**** Input records ****
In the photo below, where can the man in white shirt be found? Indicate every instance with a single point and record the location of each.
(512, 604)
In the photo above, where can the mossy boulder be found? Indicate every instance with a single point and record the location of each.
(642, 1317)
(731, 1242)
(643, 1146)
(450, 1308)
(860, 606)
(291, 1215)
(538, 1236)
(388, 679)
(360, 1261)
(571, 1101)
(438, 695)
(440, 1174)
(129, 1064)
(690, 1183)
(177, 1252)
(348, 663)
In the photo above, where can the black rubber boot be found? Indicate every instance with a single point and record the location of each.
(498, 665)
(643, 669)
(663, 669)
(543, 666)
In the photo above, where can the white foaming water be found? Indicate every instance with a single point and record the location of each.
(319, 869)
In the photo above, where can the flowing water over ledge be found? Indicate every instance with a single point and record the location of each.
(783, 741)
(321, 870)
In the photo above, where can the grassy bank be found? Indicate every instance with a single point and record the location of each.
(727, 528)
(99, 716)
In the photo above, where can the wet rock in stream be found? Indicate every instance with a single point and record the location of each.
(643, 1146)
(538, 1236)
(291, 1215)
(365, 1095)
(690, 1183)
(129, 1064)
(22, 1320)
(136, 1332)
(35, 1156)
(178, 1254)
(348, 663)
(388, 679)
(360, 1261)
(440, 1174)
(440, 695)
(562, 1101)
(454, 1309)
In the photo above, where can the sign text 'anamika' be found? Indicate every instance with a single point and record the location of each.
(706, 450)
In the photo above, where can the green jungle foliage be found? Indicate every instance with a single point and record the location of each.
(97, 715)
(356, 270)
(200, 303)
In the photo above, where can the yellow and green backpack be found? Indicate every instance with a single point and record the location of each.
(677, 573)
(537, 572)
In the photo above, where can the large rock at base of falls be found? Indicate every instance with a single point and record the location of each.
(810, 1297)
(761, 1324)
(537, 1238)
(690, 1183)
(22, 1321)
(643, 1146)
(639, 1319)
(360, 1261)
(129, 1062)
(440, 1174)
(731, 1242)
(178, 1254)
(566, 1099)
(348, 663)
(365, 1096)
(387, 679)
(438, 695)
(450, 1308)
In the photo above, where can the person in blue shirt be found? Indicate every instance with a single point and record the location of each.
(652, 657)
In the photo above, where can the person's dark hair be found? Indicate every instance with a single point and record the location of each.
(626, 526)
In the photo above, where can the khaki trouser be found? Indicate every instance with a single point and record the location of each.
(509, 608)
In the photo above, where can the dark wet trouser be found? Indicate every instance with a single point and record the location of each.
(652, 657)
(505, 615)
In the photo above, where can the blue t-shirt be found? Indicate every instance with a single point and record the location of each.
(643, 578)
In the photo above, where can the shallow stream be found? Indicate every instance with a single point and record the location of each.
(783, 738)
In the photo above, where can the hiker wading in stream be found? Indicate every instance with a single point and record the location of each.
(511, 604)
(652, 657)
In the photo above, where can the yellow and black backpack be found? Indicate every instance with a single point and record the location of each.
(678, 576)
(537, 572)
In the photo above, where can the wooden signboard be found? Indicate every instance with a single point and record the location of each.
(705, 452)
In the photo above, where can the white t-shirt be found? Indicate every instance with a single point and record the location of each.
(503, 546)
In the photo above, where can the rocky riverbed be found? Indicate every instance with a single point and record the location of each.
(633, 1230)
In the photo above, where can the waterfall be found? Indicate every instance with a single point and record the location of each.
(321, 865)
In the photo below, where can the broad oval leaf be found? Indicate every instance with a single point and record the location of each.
****
> [Objective] Extract every line above exactly as it stands.

> [Correct response]
In the photo below, where can the man in white shirt be found? Indicate every instance with a single point and record the location of each.
(512, 604)
In the photo above, where can the mossy boulder be found? Indicate every instance with a single point and record the location of each.
(642, 1317)
(731, 1242)
(643, 1146)
(450, 1308)
(860, 606)
(291, 1215)
(538, 1236)
(388, 679)
(360, 1261)
(571, 1101)
(438, 695)
(440, 1174)
(129, 1064)
(690, 1183)
(177, 1252)
(348, 663)
In the photo above, where can the black rubber boot be found? Indicate every instance with a single point and record the location of each.
(498, 665)
(643, 669)
(663, 669)
(543, 666)
In the photo above, where can the white foaming water be found? Indicate every instance with a single point and record the location of each.
(319, 869)
In the photo above, where can the flowing water over ledge be found? Indicate every instance with a single point and record the location of each.
(783, 741)
(321, 870)
In the photo above, where can the grassy bank be found? Indicate every instance with a single point and record the location of each.
(727, 528)
(99, 716)
In the photo above, where can the wet rock in stream be found? Indicate every instance with a single point and record the location of each.
(643, 1146)
(538, 1236)
(291, 1215)
(365, 1095)
(690, 1183)
(129, 1064)
(22, 1320)
(136, 1332)
(35, 1156)
(178, 1254)
(348, 663)
(388, 679)
(360, 1261)
(440, 1174)
(440, 695)
(562, 1101)
(454, 1309)
In the photo above, where can the sign text 'anamika' be found? Indicate every instance with a single point and record the location of each.
(706, 450)
In the photo above, where can the green jungle foliage be found? Indicate every instance with a single point and record the location of each.
(97, 715)
(356, 270)
(200, 303)
In the photo above, where can the yellow and green backpack be found? Indicate every instance with a single point and record the location of each.
(677, 573)
(537, 572)
In the photo above, where can the large rock at base of falls be found? Indicate every instance with a single point and record the location of each.
(810, 1297)
(761, 1324)
(537, 1238)
(690, 1183)
(22, 1321)
(643, 1146)
(639, 1319)
(360, 1261)
(129, 1062)
(440, 1174)
(731, 1242)
(178, 1254)
(566, 1099)
(348, 663)
(365, 1096)
(387, 679)
(438, 695)
(450, 1308)
In the photo above, where can the person in blue shirt be found? Indicate every instance with a single point and record the location of each.
(652, 657)
In the photo above, where can the person's dark hair be found? Indicate every instance with a single point and record the location of each.
(626, 526)
In the photo above, where can the khaki trouser be found? Indicate every instance with a single point and record the location of each.
(509, 608)
In the photo above, where can the dark wet trouser be found? Indicate every instance with a single point and record the location of each.
(652, 657)
(505, 615)
In the photo above, where can the blue t-shirt be found? Indicate every instance with a single point and record the location of each.
(643, 578)
In the photo above, where can the shallow stream be found? Indicate every instance with a single point and record the location of each.
(783, 738)
In the photo above, where can the hiker wading in stream be found? Indicate every instance with a single point and record the location of each.
(511, 604)
(652, 657)
In the photo above, where can the yellow and black backpack be found? Indicate every instance with a single point and record the location of each.
(678, 576)
(537, 572)
In the photo above, where can the wooden signboard be found? Indicate every instance with a single point and record the location of each.
(705, 452)
In the photo above, where can the white t-shirt be found? Indicate every instance with a single point and record the location of each.
(503, 546)
In the photo above, where can the rocky riverbed be found? Indicate every instance with a single point and record the location of each.
(633, 1230)
In the photo above, where can the waterfall be found? Indicate every instance with a single point and record the location of each.
(321, 865)
In the photo below, where can the broad oval leaf be found? Indicate every instance with a single point and record the location of each.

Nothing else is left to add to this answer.